» **WORK TO BE COMPLETED**: Copy the records word for word, from their first line through the line containing "x=318, y=303", with that line included.

» **INFORMATION SHOWN**:
>> start

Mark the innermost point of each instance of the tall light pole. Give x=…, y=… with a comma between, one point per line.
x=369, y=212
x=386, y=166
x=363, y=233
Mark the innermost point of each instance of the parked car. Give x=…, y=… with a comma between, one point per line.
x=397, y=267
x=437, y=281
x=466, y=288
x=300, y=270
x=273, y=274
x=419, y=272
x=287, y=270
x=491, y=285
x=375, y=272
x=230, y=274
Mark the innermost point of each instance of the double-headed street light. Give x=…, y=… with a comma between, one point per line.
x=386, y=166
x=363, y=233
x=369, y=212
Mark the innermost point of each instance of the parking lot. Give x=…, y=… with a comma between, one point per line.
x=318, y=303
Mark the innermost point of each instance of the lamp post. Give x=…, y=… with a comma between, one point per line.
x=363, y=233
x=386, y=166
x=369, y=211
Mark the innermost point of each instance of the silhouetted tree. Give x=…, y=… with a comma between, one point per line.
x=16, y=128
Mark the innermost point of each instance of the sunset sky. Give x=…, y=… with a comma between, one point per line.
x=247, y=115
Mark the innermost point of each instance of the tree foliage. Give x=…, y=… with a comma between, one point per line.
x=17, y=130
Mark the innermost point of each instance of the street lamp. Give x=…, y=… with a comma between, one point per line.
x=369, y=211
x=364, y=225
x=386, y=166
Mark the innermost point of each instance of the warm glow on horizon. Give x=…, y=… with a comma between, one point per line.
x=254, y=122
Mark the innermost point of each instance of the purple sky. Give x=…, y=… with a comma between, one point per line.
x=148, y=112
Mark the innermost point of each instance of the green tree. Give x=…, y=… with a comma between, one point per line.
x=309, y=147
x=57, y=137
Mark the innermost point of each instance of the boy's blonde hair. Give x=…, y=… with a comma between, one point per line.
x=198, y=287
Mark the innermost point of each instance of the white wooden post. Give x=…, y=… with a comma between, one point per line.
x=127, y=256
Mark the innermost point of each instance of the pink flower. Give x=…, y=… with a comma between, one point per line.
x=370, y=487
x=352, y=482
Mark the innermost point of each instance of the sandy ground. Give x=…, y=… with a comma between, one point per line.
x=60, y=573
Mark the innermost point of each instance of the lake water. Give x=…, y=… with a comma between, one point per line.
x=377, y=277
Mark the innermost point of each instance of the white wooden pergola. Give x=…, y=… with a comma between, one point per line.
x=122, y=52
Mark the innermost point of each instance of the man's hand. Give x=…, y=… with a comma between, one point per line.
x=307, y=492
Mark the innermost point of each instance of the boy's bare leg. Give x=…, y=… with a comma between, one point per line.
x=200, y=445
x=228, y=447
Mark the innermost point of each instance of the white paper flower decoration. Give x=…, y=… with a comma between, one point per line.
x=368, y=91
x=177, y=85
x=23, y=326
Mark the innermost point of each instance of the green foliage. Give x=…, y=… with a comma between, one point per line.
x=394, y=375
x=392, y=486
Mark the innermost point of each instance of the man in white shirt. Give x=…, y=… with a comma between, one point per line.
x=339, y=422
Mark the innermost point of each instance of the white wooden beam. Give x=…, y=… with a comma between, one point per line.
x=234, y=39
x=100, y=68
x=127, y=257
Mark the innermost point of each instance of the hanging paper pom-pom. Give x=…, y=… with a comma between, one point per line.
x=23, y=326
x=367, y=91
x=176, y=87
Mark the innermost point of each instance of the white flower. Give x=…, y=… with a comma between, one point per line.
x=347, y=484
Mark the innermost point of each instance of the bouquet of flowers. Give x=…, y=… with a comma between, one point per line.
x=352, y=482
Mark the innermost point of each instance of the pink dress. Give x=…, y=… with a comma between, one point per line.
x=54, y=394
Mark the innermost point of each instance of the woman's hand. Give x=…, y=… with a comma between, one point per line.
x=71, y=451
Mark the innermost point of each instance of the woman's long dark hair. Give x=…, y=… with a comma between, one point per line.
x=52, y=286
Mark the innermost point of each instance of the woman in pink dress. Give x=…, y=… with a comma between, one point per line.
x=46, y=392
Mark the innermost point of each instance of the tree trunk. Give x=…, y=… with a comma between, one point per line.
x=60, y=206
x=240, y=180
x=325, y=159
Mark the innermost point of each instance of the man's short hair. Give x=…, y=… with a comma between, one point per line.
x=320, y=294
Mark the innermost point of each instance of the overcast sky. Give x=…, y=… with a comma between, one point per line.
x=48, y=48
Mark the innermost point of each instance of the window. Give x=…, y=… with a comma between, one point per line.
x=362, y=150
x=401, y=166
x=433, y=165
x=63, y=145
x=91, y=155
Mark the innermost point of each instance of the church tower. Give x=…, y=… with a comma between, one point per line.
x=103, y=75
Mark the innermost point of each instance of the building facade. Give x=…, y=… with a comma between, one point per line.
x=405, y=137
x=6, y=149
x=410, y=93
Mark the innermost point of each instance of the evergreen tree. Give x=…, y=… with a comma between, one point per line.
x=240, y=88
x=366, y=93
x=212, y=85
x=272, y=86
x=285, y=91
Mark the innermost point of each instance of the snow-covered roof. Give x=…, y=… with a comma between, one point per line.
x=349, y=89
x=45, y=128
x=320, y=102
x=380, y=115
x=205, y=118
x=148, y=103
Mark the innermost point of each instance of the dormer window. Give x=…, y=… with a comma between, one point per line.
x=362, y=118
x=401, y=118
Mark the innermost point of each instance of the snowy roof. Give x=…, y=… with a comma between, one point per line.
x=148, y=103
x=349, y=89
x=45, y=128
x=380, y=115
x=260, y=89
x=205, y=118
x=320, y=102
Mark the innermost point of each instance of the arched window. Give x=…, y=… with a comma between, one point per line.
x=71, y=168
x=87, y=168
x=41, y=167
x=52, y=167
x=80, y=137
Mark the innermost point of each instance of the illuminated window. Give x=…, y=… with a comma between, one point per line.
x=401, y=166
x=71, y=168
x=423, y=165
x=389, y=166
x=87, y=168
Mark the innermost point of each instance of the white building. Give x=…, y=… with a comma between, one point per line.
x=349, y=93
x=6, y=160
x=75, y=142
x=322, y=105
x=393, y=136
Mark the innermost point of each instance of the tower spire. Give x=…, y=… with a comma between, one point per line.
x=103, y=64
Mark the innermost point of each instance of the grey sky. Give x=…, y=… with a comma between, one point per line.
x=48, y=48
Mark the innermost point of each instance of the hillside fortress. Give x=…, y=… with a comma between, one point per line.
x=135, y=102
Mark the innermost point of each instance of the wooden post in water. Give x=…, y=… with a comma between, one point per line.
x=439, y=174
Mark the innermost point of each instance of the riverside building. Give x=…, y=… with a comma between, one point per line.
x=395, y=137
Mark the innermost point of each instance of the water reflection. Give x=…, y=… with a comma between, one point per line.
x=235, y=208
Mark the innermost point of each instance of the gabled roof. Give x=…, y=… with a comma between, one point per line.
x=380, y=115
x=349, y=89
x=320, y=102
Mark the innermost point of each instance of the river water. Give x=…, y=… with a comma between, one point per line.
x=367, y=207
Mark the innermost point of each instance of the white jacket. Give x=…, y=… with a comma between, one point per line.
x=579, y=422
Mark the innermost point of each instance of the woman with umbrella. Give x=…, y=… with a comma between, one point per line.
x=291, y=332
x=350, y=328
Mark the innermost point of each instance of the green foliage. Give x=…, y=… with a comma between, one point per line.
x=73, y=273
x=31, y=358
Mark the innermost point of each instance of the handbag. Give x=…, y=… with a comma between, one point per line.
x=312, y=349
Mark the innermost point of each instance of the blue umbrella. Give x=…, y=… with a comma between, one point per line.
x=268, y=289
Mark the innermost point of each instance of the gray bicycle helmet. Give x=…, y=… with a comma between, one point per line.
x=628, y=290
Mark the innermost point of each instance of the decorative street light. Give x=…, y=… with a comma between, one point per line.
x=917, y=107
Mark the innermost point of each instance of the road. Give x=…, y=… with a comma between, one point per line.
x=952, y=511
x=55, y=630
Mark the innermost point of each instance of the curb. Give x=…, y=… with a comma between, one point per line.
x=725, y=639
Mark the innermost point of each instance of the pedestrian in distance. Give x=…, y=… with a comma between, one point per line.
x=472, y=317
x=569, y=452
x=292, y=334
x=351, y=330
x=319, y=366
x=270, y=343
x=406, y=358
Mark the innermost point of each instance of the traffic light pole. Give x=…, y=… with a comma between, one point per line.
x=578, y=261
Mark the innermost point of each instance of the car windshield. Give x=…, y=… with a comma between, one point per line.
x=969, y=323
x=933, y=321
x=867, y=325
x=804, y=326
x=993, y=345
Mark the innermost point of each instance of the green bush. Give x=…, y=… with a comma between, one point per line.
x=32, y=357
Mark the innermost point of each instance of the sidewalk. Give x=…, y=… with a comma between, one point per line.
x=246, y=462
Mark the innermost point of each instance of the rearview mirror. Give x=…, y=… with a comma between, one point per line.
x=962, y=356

>> end

» **FINISHED ANSWER**:
Mark the innermost point of each instance of the tall light pole. Give x=…, y=… with a comma between, one point per line.
x=369, y=212
x=386, y=166
x=363, y=233
Mark the innermost point of each instance of the parked car. Give x=…, y=… with a comma between, one point per line.
x=397, y=267
x=437, y=281
x=466, y=288
x=300, y=270
x=273, y=274
x=419, y=272
x=287, y=270
x=491, y=285
x=375, y=272
x=230, y=274
Mark the innermost point of each instance of the double-headed street light. Give x=…, y=… with a comma between, one point per line.
x=386, y=166
x=363, y=233
x=369, y=212
Mark the innermost point of each instance of the parking lot. Give x=…, y=… with a comma between, one point per line.
x=318, y=303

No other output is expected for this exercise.